EXTRACT TO READ:
Comets Nature and Culture P. Andrew Karam

Comets are different from anything else seen in the sky. They can appear anywhere, they move against the background of stars and they change their appearance with time, becoming fuzzy and then sprouting long tails. They have inspired scientists, artists, authors, innumerable religious figures and many people who have seen reflected in them their hopes, fears and sense of wonder in the universe.

Comets takes the reader on a far-ranging exploration of these fascinating phenomena – the most beautiful and dramatic objects in the skies. P. Andrew Karam delves into the science of comets, the ways in which our scientific understanding of them has changed and how they have been depicted in art, religion, literature and popular culture. He also traces history’s most important comets, including the comet that convinced the Romans that Julius Caesar was a god and the 1066 appearance of Halley’s Comet, which was seen to foreshadow the death of Harold the Second in the Battle of Hastings.

EXERCISE REQUIREMENTS:
1: List the areas in which, according to the comet book description, comets have been depicted.
2: Display every line of the records that contains the string "length".

Data records:

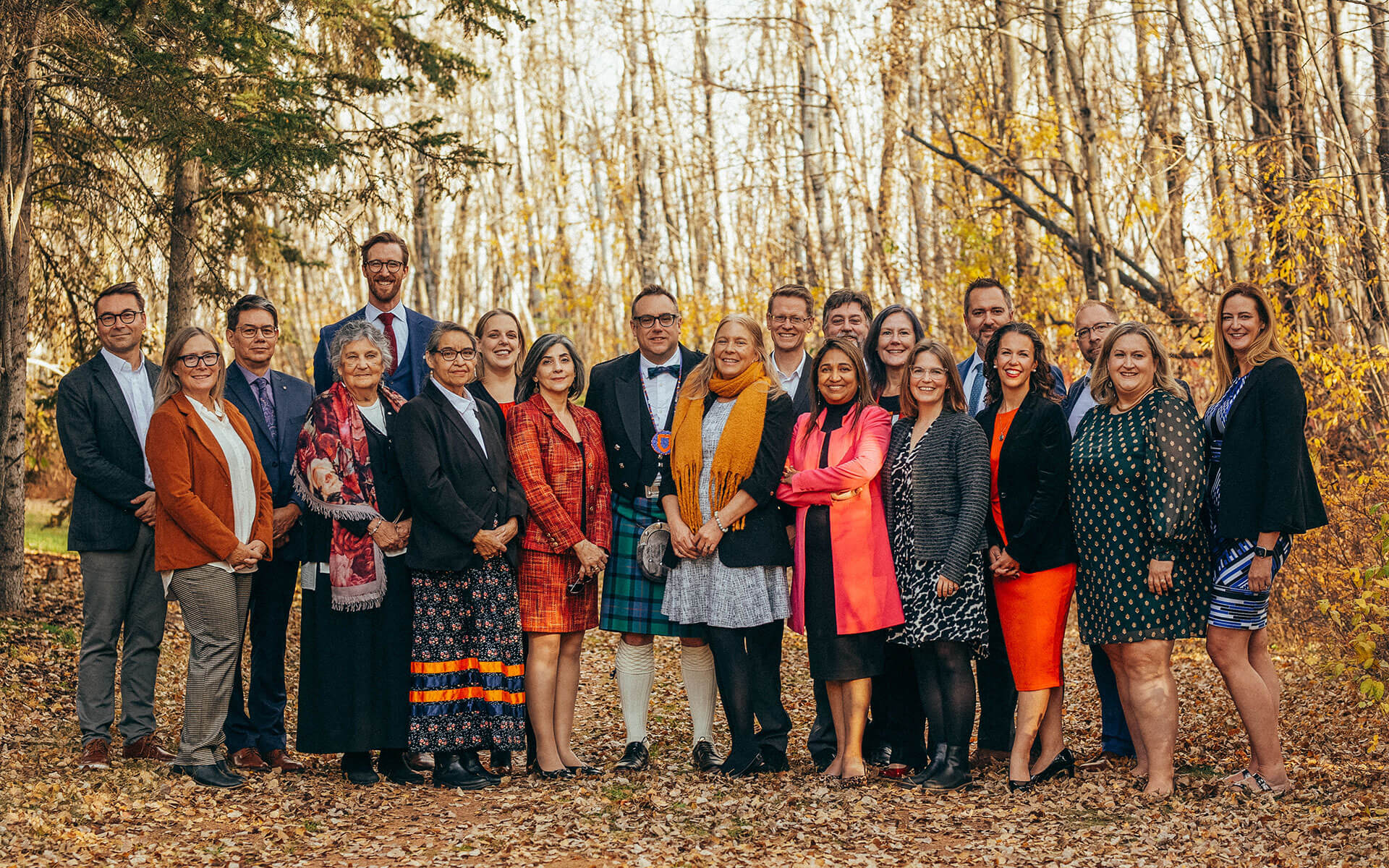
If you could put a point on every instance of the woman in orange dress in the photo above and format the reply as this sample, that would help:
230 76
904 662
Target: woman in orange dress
557 456
1031 552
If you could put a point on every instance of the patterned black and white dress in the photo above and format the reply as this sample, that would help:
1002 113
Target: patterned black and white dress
963 616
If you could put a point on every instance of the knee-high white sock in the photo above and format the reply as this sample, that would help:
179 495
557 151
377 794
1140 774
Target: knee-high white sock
635 673
700 688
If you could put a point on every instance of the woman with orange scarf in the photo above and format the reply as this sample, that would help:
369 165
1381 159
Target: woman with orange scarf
729 552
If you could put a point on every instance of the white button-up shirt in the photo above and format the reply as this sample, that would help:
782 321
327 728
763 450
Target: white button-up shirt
139 399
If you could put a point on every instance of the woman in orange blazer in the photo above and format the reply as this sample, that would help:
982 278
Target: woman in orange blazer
558 459
844 593
211 528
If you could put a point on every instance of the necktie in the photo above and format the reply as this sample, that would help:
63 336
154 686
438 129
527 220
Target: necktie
977 392
263 398
388 326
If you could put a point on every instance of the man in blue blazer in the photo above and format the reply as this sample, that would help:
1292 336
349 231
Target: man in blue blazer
385 263
103 413
276 406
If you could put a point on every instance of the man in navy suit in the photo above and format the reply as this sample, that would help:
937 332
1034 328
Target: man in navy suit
276 406
385 263
103 413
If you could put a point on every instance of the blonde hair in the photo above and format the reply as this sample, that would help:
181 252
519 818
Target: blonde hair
1100 383
170 383
1266 344
696 385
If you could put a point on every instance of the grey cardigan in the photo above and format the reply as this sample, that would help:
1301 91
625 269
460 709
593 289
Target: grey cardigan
951 489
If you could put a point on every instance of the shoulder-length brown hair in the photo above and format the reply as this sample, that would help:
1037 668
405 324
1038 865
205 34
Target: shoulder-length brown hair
955 400
696 385
170 383
1266 345
1102 386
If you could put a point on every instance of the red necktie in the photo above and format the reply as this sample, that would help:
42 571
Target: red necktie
388 321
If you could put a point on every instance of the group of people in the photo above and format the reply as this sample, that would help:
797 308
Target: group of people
456 521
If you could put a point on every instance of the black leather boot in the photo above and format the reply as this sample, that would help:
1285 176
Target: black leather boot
955 773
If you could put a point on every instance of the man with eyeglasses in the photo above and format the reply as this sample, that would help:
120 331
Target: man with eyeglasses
385 263
276 406
103 414
635 398
789 315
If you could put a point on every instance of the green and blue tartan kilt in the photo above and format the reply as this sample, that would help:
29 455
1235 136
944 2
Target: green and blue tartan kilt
631 602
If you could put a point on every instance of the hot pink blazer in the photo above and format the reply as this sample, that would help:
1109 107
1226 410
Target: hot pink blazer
866 584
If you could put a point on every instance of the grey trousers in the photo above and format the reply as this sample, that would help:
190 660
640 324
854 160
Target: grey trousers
213 603
120 593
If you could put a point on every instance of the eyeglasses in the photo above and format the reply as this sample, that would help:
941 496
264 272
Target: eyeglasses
127 317
647 321
1099 328
449 354
208 360
391 265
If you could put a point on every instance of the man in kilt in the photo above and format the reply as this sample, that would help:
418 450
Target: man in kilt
635 398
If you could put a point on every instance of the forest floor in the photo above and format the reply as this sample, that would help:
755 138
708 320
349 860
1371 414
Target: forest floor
139 814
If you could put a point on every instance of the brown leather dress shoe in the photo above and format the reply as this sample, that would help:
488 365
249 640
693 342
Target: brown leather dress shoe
279 759
146 747
96 754
1103 762
250 760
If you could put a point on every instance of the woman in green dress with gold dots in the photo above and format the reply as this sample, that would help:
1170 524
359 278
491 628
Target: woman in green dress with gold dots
1138 484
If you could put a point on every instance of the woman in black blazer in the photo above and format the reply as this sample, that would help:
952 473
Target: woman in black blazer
1262 492
1031 553
729 539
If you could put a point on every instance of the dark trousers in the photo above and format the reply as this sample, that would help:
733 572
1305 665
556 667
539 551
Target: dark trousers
256 717
1114 735
747 668
998 694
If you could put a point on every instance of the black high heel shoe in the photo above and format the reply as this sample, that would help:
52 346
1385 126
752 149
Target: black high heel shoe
1061 764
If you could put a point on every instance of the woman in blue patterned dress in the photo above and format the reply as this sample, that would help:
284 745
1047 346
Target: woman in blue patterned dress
1263 489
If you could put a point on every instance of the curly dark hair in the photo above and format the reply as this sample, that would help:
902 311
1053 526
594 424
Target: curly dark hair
1042 380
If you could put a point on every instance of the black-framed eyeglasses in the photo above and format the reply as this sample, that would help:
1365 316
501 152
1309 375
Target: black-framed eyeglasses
208 360
449 354
647 320
127 317
1099 328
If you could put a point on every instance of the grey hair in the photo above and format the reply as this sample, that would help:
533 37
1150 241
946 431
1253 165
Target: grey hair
357 330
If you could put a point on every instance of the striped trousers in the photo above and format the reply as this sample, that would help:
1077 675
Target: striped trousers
213 603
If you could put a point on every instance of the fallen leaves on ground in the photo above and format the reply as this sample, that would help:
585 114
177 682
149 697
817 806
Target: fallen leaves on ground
139 814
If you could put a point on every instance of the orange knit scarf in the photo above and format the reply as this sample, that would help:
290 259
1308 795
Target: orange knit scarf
736 446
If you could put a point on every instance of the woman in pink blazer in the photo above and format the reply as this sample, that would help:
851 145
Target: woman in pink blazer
844 593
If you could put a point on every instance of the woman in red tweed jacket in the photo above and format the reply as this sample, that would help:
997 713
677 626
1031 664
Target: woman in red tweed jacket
558 459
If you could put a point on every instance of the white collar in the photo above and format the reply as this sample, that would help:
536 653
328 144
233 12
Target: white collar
119 365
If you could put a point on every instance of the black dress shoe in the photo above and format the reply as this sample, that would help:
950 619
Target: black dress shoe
451 774
1063 764
357 768
635 759
214 777
776 760
705 759
472 765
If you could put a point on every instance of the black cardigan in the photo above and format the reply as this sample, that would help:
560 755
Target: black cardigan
762 542
1034 475
1267 480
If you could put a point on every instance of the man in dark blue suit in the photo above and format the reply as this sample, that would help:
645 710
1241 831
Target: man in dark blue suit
276 406
385 263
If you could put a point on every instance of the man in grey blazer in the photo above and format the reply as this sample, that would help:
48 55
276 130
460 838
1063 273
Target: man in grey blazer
103 413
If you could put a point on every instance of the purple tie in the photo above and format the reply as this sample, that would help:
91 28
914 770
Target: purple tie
267 403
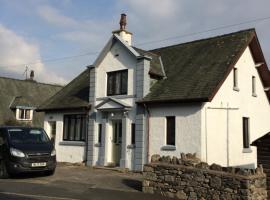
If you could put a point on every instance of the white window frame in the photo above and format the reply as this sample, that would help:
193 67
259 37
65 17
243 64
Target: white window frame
235 79
254 94
18 117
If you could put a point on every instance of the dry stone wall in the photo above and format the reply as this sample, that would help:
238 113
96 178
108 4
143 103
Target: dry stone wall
189 178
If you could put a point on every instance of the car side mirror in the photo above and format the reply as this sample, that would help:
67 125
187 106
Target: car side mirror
1 141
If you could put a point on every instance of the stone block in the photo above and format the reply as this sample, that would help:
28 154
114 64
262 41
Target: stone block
181 195
155 158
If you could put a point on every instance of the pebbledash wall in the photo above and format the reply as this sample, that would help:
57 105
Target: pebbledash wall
213 130
66 151
227 148
188 178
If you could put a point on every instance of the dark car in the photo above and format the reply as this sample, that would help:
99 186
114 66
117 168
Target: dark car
25 149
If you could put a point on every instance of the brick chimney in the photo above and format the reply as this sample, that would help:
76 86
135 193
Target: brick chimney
122 32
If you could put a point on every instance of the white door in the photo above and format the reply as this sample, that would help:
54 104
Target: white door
116 142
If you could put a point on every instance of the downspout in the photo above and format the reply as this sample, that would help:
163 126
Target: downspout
148 131
86 137
206 148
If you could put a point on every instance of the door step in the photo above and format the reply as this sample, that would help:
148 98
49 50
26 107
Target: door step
116 169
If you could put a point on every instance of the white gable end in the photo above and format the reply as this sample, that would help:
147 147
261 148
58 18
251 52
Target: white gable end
222 130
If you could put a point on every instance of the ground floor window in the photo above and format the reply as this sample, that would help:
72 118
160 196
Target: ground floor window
246 132
170 132
132 133
74 127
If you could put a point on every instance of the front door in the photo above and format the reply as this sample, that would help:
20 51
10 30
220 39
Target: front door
52 133
116 142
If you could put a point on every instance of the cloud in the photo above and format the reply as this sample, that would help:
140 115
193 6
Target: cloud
15 51
88 33
53 16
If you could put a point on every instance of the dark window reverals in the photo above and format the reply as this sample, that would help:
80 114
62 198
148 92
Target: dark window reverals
235 77
246 132
132 133
117 82
99 133
75 127
170 130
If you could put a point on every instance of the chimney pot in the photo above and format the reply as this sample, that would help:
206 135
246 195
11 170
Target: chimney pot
123 21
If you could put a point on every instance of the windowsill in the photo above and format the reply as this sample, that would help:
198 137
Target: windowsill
98 145
236 89
72 143
131 146
168 148
247 150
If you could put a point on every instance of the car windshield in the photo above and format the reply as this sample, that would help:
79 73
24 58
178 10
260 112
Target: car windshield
33 136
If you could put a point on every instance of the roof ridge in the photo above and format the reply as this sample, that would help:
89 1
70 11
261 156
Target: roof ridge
32 82
209 38
61 90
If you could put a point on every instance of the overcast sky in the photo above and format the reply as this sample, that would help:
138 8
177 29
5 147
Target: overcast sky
38 32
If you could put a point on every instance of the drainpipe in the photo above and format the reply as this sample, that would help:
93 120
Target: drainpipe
227 129
86 137
148 131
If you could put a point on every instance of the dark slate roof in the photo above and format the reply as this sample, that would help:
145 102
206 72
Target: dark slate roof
16 92
155 63
195 69
73 96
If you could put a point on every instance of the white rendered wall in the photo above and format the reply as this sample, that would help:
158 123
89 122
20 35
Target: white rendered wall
188 129
111 62
64 153
216 121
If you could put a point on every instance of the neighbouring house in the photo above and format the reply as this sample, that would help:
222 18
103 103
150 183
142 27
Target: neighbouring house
20 98
209 97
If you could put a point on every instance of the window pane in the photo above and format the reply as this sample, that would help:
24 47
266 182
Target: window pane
78 128
99 133
21 113
133 133
117 83
246 132
253 85
84 128
27 114
170 130
72 128
235 78
66 124
110 84
124 81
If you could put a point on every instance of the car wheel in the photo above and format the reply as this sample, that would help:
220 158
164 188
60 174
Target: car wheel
3 169
50 172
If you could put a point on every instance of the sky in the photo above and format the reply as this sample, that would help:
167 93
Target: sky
58 39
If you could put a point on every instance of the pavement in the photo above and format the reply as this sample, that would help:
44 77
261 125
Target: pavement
72 182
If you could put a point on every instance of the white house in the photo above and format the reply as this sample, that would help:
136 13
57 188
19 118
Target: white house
209 97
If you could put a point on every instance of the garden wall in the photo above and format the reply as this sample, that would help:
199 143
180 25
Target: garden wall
188 178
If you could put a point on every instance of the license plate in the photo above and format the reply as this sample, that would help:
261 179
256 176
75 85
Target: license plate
38 164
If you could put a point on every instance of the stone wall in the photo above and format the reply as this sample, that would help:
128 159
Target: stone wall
189 178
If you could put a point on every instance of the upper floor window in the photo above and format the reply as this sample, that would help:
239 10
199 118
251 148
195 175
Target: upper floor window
24 114
254 86
75 127
170 135
235 79
117 82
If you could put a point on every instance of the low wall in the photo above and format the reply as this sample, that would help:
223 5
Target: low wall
188 178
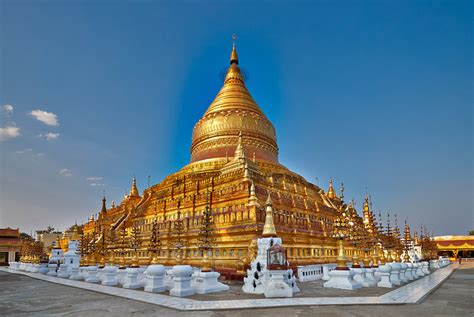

RESULTS OF THE EXERCISE:
1:
- Art
- Religion
- Literature
- Popular culture

2:
If you could put a point on every instance of the shoulder-length brown hair in the photo above and format the reply as this sample, that would help:
Target: shoulder-length brown hair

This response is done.